The Poker Track


In the last 15 years, horse and dog tracks have added poker and other games because the race business is dying. This is not the 1920s, when horse racing was prevalent enough to have a song about it open up the Broadway musical "Guys and Dolls." Now the cards (and in some states, slots and other games in the "racino") are helping keep the tracks in business.

Racing may have once been The Sport Of Kings, but you won't find any royalty at the track these days betting on horses or dogs. When I played poker the other night at Tampa Greyhound Track, there were no live races going on and only about six people in the off-track betting area, where they could wager on races at other tracks around the country. Unfortunately, these six guys looked like they didn't have a nickel between them.

WHAT THIS TASK INVOLVES. Translate this sentence from the racetrack poker piece into Spanish: "Racing may have once been The Sport Of Kings, but you won't find any royalty at the track these days betting on horses or dogs." The material after this point stands apart from the racetrack poker piece.

PROVIDED DATA.

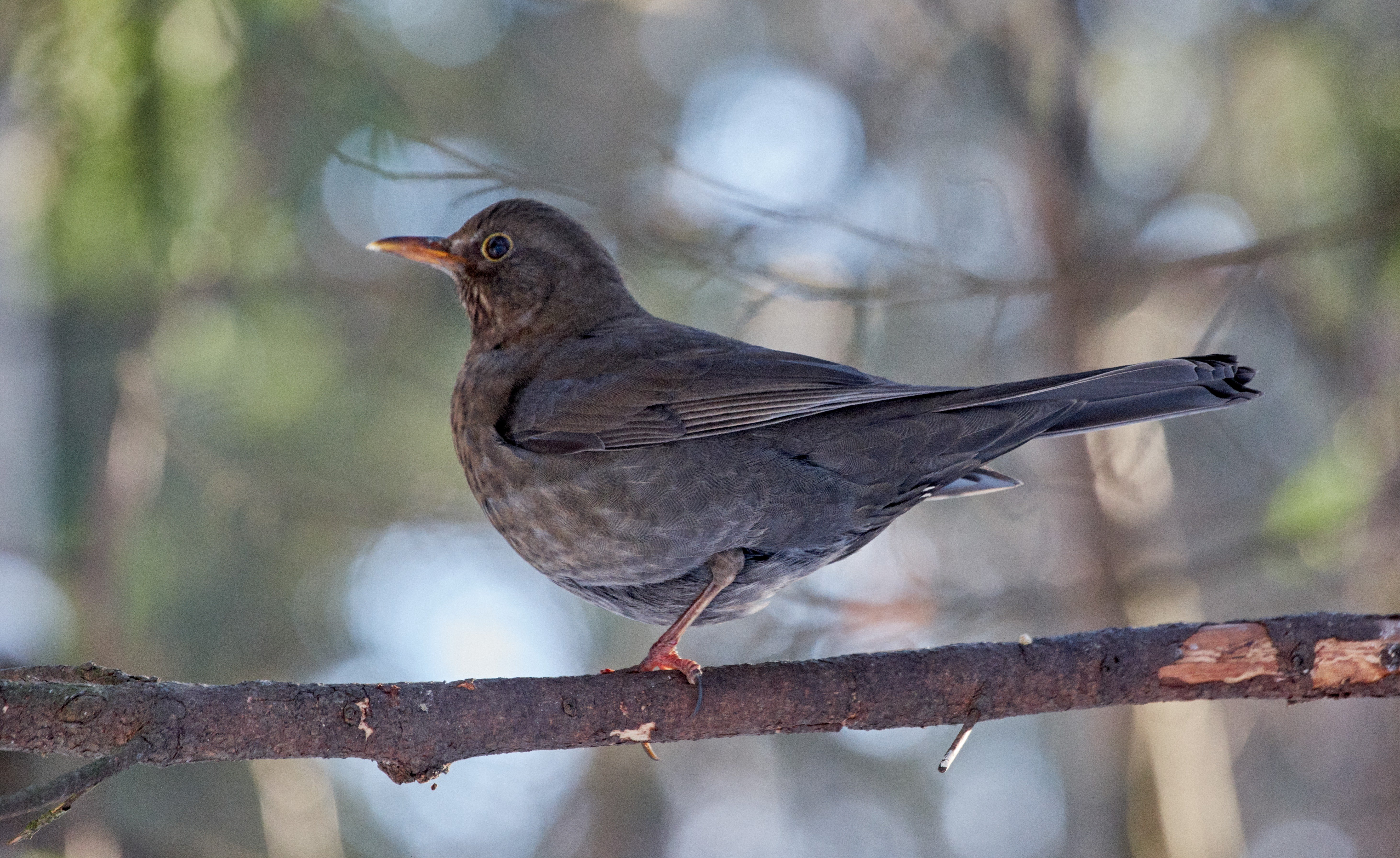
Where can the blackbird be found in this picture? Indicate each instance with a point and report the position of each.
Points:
(673, 475)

RESPONSE. Puede que las carreras hayan sido alguna vez el deporte de los reyes, pero hoy en día no encontrarás a ningún miembro de la realeza en la pista apostando por caballos o perros.